Source document:
--*--

Do I need an extra carboy? I noticedmany "deluxe" kits have two carboys.The deluxekit I ordered from this site appears to have one. I notice that most recommend racking from carboy to carboy so it appears I need another? 


After my first kit gets going, I want to start another as the wife prefers whites and I prefer reds plus I really want to try an Island Mist kit. Guess I am going to need a bunch of carboys huh? But I really need to know if I need an extra one for my first kit I hope to have started in a few days







Smurfe


----------



## geocorn (Jun 21, 2005)

An acceptable alternative is to rack you carboy into the sanitized bucket. Clean and sanitize the carboy, then rack back into the carboy. The exposure to oxygen is minimal, but if you are going to bulk age after this racking, add 1/4 tsp. of sulfite when you rack back into the carboy.


You will find that you never seem to have enough carboys. Once you have several, you can plan your rackings so that you always have an available carboy.


----------



## MedPretzel (Jul 1, 2005)

George is no doubt correct in saying that you can use a sanitized primary for a quick fix. 





I usually go by this rule of thumb



, however:


Wines in Carboys + 1 = If I have 2 5 gallon batches, I need to have 3 5 gallon carboys. If I have 3 5 gallon batches, I need to have 4 carboys. It makes racking so much quicker and easier, in my opinion.


----------



## Bert (Jul 1, 2005)

I agree with MedPretzel, that extra carboy save a lot of time and makes things easier. I try to have one extra for each of the size carboys I have working....









wine making more than just a hobby.


----------



## smurfe (Jul 1, 2005)

Yeah, from what I have read here, looks like I am gonna need a few more. 


Smurfe


----------



## Maui Joe (Jul 4, 2005)

It really never ends...the extra carboys as standbys only later become used up and then the need exceeds the space. Only too soon the space gets expanded and the the inventory requires more needs....ain't this "hobby great?"


----------



## PolishWineP (Jul 4, 2005)

Bert said:


> I agree with MedPretzel, that extra carboy save a lot of time and makes things easier. I try to have one extra for each of the size carboys I have working....
> 
> 
> 
> ...




Yeah, that's why I've had to make an emergency stop to pick up another carboy...


----------



## geocorn (Jul 4, 2005)

--*--

Extracted material:
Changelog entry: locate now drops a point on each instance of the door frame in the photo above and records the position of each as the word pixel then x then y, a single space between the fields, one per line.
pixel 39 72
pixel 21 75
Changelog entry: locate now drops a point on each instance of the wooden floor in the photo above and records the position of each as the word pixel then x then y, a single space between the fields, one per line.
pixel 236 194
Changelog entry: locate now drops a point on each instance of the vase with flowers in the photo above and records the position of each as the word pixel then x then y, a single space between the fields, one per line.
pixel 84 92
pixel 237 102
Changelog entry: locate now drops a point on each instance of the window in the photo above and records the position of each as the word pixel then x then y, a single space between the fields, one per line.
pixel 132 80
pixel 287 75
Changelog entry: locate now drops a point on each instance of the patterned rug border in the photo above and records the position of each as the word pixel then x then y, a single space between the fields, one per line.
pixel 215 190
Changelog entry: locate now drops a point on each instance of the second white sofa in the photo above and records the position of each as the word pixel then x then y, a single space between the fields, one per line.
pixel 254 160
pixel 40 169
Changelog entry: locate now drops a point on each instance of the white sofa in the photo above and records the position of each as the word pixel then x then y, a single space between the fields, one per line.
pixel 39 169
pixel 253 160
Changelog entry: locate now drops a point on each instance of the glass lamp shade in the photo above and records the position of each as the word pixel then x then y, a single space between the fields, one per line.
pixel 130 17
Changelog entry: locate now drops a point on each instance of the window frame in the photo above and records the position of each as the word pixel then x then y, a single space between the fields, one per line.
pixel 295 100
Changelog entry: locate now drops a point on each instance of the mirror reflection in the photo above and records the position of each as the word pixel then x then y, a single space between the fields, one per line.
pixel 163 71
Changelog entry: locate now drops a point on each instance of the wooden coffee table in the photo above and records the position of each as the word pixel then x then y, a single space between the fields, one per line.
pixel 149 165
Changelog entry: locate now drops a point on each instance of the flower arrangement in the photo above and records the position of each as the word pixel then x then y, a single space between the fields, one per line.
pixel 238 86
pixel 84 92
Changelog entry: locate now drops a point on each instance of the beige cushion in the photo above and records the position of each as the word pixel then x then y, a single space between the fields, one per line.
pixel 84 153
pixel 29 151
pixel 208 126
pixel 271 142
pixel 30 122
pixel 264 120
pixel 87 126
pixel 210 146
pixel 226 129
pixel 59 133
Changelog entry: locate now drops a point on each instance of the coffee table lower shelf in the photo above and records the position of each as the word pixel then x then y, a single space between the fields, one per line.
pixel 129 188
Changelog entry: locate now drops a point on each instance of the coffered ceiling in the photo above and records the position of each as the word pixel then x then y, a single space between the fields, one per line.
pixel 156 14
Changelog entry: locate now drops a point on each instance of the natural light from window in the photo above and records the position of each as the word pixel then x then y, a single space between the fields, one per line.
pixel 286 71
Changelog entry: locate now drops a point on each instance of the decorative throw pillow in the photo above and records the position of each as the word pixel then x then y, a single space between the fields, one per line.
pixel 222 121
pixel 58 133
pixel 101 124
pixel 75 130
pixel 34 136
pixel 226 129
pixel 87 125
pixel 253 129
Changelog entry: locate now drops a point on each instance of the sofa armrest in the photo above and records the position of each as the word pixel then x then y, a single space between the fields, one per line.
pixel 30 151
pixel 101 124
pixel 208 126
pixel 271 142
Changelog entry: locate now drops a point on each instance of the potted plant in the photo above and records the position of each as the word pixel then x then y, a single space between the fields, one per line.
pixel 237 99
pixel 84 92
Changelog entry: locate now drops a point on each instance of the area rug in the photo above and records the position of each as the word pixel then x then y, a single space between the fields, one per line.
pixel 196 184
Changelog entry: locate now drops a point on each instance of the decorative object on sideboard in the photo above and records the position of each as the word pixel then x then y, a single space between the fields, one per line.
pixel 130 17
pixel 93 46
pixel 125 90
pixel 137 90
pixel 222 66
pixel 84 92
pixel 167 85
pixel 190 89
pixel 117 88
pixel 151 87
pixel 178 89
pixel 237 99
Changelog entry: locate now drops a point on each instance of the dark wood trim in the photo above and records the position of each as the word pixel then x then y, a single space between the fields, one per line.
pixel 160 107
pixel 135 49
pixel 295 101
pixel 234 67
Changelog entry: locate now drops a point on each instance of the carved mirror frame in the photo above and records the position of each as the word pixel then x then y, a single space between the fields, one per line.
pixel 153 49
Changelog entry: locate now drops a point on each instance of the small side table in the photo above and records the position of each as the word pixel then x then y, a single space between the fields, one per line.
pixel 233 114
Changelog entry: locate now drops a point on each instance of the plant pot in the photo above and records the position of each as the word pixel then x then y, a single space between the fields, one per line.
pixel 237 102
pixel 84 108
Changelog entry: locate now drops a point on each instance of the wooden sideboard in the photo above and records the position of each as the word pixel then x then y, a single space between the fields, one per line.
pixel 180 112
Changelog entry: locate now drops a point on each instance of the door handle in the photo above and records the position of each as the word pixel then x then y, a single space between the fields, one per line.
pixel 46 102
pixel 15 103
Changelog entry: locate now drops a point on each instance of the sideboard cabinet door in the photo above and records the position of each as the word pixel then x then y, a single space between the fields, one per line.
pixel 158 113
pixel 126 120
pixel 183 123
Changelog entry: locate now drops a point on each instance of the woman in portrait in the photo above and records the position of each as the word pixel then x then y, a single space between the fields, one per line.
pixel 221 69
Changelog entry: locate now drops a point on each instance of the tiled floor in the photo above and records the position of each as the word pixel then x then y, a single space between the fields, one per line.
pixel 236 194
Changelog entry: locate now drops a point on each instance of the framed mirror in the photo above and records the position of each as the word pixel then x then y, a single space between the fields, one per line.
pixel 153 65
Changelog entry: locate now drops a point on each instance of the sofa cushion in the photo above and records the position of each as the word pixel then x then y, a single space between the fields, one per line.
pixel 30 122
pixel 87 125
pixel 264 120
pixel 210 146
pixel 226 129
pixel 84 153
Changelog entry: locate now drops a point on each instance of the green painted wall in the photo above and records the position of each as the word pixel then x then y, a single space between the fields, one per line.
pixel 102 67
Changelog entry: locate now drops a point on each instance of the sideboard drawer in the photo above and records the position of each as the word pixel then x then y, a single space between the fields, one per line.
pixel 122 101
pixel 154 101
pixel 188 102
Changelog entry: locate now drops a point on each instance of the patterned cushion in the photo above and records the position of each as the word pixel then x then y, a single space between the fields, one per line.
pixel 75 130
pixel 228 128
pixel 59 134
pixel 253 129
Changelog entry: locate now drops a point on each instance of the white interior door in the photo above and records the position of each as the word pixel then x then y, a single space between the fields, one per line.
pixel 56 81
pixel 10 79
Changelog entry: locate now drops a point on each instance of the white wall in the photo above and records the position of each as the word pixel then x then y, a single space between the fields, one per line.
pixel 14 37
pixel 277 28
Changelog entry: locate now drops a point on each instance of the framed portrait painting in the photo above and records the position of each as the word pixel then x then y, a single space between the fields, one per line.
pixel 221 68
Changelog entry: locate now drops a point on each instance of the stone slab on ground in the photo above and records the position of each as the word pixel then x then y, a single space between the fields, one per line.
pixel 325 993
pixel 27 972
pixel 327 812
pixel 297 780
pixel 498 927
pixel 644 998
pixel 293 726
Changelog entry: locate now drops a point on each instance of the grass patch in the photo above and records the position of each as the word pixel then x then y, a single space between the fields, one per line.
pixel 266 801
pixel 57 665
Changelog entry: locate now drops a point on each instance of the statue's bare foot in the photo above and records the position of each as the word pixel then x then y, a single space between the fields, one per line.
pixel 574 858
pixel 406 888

--*--

What you need to do: Continue the forum thread about needing extra carboys for winemaking, starting after its last line.

Written response:
Carboys are like rabbits, they just seem to multiply. It is great to have an extra carboy, but they do seem to get full and they you need another. When I got started, I created a spreadsheet to keep track of my wines. That way, I could plan on when buckets and carboys would be available for rackings. I lost this spreadsheet when my computer died last year, but if people want me to re-create it, let me know. It was written in Excel.


----------



## MedPretzel (Jul 4, 2005)

It's funny you say that, George, because I was thinking about using my pocket PC (handheld) to track my wines. Excel seems to be the best solution to the problem. 





If someone else would like it too (don't go through the trouble just for me - I could do one too and we could compare), I'd be interested.









Have a happy "We beat the British" day!


----------



## smurfe (Jul 5, 2005)

MedPretzel said:


> It's funny you say that, George, because I was thinking about using my pocket PC (handheld) to track my wines. Excel seems to be the best solution to the problem.
> 
> 
> 
> ...


----------



## AAASTINKIE (Jul 6, 2005)

Drove 100 miles today to buy 2 23ltr carboys, would have bought another 15ltr beer kit (pilsner, anyone know what they taste like?) but they were out of empty beer bottles, I wanted to get a few cases of 1/2 bottles but they didn't have any of those either.


----------



## geocorn (Jul 6, 2005)

I have all of those items "In Stock". Too bad you are not closer, although at 30-40 cents per mile, my shipping costs might not be too high after all.


----------



## AAASTINKIE (Jul 6, 2005)

There's something about being in the store looking at all the TOYS, kinda like a kid in a candy store...lol


----------



## geocorn (Jul 6, 2005)

Why do you think I am changing my name to "The Wine Maker's *TOY *Store"?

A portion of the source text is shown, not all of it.